→ **What is expected**
Rewrite every line from the one containing "Request = locate the rear door window" through the end of the items, inclusive, adding 80 to each number in the answer coordinates and leaving every other line and the format samples unchanged.

→ **Records supplied**
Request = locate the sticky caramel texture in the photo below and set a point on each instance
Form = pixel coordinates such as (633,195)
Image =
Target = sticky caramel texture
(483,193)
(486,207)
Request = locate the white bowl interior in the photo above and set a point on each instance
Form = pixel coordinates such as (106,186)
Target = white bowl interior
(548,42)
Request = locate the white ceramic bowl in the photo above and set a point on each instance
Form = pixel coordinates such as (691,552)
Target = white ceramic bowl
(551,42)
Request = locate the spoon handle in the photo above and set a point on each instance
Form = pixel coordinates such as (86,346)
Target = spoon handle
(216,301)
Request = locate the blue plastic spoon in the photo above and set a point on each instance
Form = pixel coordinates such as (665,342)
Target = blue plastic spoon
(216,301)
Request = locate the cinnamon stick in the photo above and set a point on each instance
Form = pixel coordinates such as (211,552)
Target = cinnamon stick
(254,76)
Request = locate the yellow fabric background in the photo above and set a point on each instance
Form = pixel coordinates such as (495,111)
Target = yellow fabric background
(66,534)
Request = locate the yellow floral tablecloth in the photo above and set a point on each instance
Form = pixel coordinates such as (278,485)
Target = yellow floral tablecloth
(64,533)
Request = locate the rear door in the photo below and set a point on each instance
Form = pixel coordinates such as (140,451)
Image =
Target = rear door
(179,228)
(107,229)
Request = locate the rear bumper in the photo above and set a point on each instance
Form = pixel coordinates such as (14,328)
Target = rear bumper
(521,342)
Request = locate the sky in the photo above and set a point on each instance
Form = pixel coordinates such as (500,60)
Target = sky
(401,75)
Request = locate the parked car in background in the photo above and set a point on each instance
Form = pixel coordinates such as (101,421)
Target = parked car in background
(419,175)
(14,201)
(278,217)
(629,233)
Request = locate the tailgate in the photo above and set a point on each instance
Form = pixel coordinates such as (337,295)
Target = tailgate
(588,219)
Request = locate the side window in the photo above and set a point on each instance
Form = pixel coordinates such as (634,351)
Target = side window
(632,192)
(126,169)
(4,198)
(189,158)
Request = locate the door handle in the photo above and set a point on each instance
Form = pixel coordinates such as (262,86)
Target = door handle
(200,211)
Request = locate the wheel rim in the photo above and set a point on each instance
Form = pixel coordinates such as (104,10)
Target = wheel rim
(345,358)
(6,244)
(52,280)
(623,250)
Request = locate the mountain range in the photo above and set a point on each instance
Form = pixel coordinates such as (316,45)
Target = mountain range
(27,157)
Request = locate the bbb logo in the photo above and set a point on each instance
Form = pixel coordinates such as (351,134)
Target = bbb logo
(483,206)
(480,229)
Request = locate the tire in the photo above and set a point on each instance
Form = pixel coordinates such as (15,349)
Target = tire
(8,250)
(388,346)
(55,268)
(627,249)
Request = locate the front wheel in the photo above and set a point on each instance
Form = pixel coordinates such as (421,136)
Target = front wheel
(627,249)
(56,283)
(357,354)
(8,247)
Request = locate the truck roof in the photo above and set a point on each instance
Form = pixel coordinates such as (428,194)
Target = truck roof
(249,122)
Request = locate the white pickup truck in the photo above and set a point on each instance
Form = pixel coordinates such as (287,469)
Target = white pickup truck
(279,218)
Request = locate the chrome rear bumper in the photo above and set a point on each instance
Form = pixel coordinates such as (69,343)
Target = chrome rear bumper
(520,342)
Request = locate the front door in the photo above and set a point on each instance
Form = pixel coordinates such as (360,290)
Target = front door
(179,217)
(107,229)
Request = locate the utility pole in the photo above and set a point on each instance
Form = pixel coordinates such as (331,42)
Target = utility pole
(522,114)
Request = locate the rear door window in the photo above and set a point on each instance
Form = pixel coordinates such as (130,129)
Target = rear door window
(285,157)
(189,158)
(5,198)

→ **Exercise response**
Request = locate the rear door window in the photo above and set a point on each instance
Form = pixel coordinates such as (130,129)
Target = rear door window
(365,237)
(269,238)
(85,278)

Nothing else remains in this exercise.